• INSTRUCTION:
Count the lines in the items below that contain the string "distant". Reply with the number alone.

— start of AVAILABLE DATA —

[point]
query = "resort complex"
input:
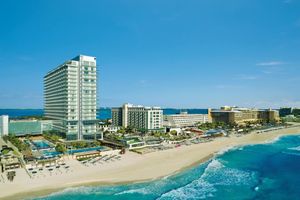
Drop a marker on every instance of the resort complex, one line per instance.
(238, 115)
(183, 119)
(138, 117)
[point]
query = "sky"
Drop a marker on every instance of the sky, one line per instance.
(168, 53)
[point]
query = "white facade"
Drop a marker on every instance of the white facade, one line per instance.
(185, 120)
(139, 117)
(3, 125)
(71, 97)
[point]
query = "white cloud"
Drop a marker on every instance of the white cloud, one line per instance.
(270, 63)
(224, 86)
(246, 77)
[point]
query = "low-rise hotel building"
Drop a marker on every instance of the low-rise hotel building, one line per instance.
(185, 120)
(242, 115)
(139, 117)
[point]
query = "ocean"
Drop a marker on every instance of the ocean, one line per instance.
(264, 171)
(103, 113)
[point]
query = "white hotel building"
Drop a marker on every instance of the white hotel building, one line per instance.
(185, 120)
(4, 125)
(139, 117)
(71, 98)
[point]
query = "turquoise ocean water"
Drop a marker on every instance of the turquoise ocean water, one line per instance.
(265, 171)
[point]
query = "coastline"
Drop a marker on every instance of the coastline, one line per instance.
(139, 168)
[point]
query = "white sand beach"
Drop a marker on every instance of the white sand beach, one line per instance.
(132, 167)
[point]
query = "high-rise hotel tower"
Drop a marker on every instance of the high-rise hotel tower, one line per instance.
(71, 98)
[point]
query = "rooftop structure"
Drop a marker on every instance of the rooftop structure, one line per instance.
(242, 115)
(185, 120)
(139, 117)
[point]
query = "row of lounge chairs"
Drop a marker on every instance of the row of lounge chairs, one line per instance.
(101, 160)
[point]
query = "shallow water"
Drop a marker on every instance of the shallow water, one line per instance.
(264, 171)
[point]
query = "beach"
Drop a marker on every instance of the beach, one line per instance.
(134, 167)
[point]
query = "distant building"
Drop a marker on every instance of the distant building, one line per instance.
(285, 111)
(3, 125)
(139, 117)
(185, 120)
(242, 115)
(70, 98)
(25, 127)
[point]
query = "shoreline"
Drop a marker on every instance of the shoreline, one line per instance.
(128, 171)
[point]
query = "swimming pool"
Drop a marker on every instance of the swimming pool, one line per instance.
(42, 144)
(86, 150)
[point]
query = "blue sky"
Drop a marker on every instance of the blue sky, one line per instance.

— end of AVAILABLE DATA —

• THE COMPLETED TASK:
2